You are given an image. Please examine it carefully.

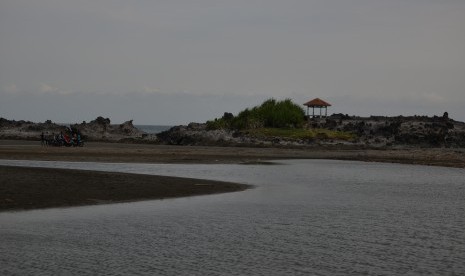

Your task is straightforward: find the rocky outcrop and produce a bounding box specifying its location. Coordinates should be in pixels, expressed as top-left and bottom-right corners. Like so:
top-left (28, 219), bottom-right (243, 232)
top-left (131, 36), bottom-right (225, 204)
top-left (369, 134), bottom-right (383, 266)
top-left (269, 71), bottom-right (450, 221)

top-left (0, 117), bottom-right (147, 141)
top-left (71, 117), bottom-right (146, 141)
top-left (157, 113), bottom-right (465, 148)
top-left (0, 118), bottom-right (66, 140)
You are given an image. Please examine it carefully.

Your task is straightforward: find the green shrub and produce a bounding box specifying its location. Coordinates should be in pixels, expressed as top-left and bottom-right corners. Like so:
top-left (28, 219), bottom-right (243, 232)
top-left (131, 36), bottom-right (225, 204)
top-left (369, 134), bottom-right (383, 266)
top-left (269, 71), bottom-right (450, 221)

top-left (207, 99), bottom-right (305, 129)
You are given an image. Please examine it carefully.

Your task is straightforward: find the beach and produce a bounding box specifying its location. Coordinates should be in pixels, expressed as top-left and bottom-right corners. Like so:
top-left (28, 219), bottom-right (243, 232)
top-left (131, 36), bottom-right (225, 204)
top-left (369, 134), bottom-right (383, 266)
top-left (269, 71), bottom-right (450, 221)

top-left (0, 140), bottom-right (465, 211)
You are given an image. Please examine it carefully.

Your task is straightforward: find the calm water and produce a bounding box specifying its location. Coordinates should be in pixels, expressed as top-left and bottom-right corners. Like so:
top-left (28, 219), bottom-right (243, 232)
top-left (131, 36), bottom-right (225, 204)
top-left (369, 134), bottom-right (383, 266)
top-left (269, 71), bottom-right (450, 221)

top-left (0, 160), bottom-right (465, 275)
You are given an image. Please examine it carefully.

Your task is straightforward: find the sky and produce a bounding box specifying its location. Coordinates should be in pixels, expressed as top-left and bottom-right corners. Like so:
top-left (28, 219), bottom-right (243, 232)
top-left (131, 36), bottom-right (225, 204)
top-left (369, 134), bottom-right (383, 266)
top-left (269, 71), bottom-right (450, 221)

top-left (0, 0), bottom-right (465, 125)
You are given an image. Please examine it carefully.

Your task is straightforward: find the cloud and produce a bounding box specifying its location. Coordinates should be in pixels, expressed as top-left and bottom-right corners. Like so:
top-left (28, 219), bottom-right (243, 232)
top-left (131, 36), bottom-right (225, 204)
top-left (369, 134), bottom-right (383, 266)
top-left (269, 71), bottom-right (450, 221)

top-left (142, 86), bottom-right (161, 94)
top-left (39, 83), bottom-right (71, 95)
top-left (3, 83), bottom-right (18, 94)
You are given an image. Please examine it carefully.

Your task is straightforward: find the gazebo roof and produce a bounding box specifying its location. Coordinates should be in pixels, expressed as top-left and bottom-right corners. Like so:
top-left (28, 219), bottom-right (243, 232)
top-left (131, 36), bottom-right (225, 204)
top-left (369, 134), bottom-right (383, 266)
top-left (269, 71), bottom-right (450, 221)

top-left (304, 98), bottom-right (331, 107)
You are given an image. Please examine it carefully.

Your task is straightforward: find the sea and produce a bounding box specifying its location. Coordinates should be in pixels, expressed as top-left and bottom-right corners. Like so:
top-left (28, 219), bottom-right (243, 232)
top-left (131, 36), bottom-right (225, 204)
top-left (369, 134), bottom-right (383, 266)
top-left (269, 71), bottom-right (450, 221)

top-left (0, 160), bottom-right (465, 275)
top-left (134, 125), bottom-right (173, 134)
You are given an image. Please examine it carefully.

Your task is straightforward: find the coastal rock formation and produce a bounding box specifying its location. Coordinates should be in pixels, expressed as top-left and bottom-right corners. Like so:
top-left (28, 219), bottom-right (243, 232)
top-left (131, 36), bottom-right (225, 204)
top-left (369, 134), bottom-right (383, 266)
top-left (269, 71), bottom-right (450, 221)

top-left (0, 117), bottom-right (148, 141)
top-left (71, 117), bottom-right (145, 141)
top-left (0, 118), bottom-right (66, 140)
top-left (157, 113), bottom-right (465, 148)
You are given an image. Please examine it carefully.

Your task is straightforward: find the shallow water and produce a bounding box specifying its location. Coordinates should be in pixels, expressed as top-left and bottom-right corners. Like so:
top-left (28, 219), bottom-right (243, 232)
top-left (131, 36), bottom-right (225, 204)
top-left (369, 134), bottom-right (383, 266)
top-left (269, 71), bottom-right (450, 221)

top-left (0, 160), bottom-right (465, 275)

• WHAT IS EXPECTED: Each entry above is to be written out again unchanged, apart from the pictures, which are left out.

• EXERCISE ANSWER:
You are given an image. Please examine it carefully.


Your task is straightforward: find the rocky outcrop and produce a bounding box specifying its location. Coordinates should be in pixels, expressed as top-left and bottom-right corners. Like so:
top-left (28, 219), bottom-right (243, 232)
top-left (131, 36), bottom-right (225, 204)
top-left (369, 134), bottom-right (383, 266)
top-left (269, 71), bottom-right (450, 221)

top-left (0, 117), bottom-right (147, 141)
top-left (71, 117), bottom-right (146, 141)
top-left (157, 113), bottom-right (465, 148)
top-left (0, 118), bottom-right (66, 140)
You are given an image. Please examine it carefully.

Your task is straightforward: find the green shrub and produce a bounding box specifying its location. Coordinates should be in pixels, expressed as top-left and bottom-right corners. Like so:
top-left (28, 219), bottom-right (243, 232)
top-left (131, 36), bottom-right (225, 204)
top-left (369, 134), bottom-right (383, 266)
top-left (269, 71), bottom-right (450, 221)

top-left (207, 99), bottom-right (305, 129)
You are given an image. Please examine it carefully.

Your task is straightforward: find the beach and produce a bounding box specifying its location. Coordinates should be in pixels, expressed as top-left and bottom-right corners. Like so:
top-left (28, 219), bottom-right (243, 232)
top-left (131, 36), bottom-right (225, 204)
top-left (369, 134), bottom-right (383, 266)
top-left (269, 71), bottom-right (450, 221)

top-left (0, 140), bottom-right (465, 211)
You are given an image. Please examine it carefully.

Your task is straightforward: find the calm water and produce a bounding box specifying its location. Coordinates should be in pixels, expressed as top-left and bottom-right corners. Like so:
top-left (28, 219), bottom-right (243, 232)
top-left (131, 36), bottom-right (225, 204)
top-left (369, 134), bottom-right (383, 266)
top-left (269, 71), bottom-right (450, 221)

top-left (0, 160), bottom-right (465, 275)
You are given an image. Please examine it carefully.

Your task is straightforward: find the sky and produce a bounding box specifying its location. Coordinates should be in pixels, expressed as top-left and bottom-right corners. Like so:
top-left (28, 219), bottom-right (243, 232)
top-left (131, 36), bottom-right (225, 204)
top-left (369, 134), bottom-right (383, 266)
top-left (269, 71), bottom-right (450, 221)

top-left (0, 0), bottom-right (465, 125)
You are given an image. Please examine it carefully.

Your task is straightforward: find the cloud and produce a bounding box specifying its location. Coordinates should be in pixels, expressed as top-left and bottom-right corners. Like so:
top-left (28, 219), bottom-right (243, 232)
top-left (131, 36), bottom-right (225, 204)
top-left (369, 134), bottom-right (383, 266)
top-left (269, 71), bottom-right (450, 221)

top-left (142, 86), bottom-right (161, 94)
top-left (39, 83), bottom-right (71, 95)
top-left (3, 83), bottom-right (18, 94)
You are given an image. Please examine it carefully.

Your task is straightforward: find the gazebo roof and produce a bounding box specifying its location. Coordinates should be in pixels, expressed as top-left and bottom-right corners. Like so:
top-left (28, 219), bottom-right (243, 232)
top-left (131, 36), bottom-right (225, 204)
top-left (369, 134), bottom-right (383, 266)
top-left (269, 71), bottom-right (450, 221)

top-left (304, 98), bottom-right (331, 107)
You are given an image. Please examine it carefully.

Your task is straightforward: find the sea and produce a bounding box specifying its location. Coordinates should be in pixels, expressed as top-left and bottom-right corners. Like so:
top-left (28, 219), bottom-right (243, 232)
top-left (131, 36), bottom-right (225, 204)
top-left (369, 134), bottom-right (383, 266)
top-left (269, 71), bottom-right (450, 221)

top-left (0, 160), bottom-right (465, 275)
top-left (134, 125), bottom-right (173, 134)
You are given an image. Please examine it carefully.

Your task is straightforward: find the coastal rock formation and produce a bounding box specifying its location. Coordinates should be in pixels, expressed as top-left and bottom-right corners. Like so:
top-left (28, 219), bottom-right (243, 232)
top-left (131, 36), bottom-right (225, 204)
top-left (369, 134), bottom-right (383, 266)
top-left (269, 71), bottom-right (450, 221)

top-left (0, 117), bottom-right (148, 141)
top-left (71, 117), bottom-right (145, 141)
top-left (0, 118), bottom-right (66, 140)
top-left (157, 113), bottom-right (465, 148)
You are given an image. Please examine it carefully.

Your task is straightforward: find the shallow water and produce a bounding box specifying its location. Coordinates should be in pixels, expressed as top-left and bottom-right corners. Like so:
top-left (28, 219), bottom-right (243, 232)
top-left (131, 36), bottom-right (225, 204)
top-left (369, 134), bottom-right (383, 266)
top-left (269, 71), bottom-right (450, 221)

top-left (0, 160), bottom-right (465, 275)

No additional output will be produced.